(INPUT RECORDS)
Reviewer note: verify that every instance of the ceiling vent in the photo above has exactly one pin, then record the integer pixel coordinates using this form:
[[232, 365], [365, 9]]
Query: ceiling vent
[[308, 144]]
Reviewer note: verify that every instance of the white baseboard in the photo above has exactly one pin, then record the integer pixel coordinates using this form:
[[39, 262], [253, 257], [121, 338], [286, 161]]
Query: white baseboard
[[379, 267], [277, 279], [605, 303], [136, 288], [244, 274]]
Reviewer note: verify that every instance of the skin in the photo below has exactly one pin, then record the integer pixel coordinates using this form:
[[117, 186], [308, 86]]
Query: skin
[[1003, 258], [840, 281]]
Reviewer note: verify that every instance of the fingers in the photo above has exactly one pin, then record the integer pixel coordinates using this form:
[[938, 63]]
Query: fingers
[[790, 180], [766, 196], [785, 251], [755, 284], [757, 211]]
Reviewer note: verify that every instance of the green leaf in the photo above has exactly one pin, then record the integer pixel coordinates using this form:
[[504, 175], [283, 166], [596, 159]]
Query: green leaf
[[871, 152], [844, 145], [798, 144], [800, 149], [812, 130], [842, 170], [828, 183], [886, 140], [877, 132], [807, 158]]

(EXERCISE AIM)
Each record above is to be reproduced word for word.

(OUTPUT FOR THIS EXERCISE)
Reviewer note: verify that every instance of the ceiling vent in the photo above has exactly one pin, then record the integer pixel coordinates using this form:
[[232, 365], [365, 9]]
Query: ceiling vent
[[308, 144]]
Reviewer note: verify that every instance of the white baseboard in the photo above has exactly one pin, then record the integer pixel coordinates using this form:
[[39, 262], [253, 257], [121, 338], [286, 161]]
Query: white baseboard
[[379, 267], [277, 279], [605, 303], [136, 288], [244, 274]]
Reviewer note: verify that every instance of the skin in the photo below has exactly one pin, then record the integer pixel coordinates using this form:
[[117, 186], [308, 86]]
Query: skin
[[1003, 258], [840, 281]]
Reviewer note: verify that every instance of the fingers in the photo above has exactly one pin, then record the integer pixel coordinates using this form:
[[938, 63]]
Query: fingers
[[790, 180], [766, 196], [785, 251], [755, 284], [757, 211]]
Reviewer note: verify that every instance of the green leaf in the photo above has exactly one pin, then record the integer pixel coordinates using this form:
[[504, 175], [283, 166], [596, 159]]
Query: green leaf
[[871, 152], [844, 145], [798, 144], [800, 149], [812, 130], [842, 170], [828, 183], [886, 140], [877, 132], [807, 158]]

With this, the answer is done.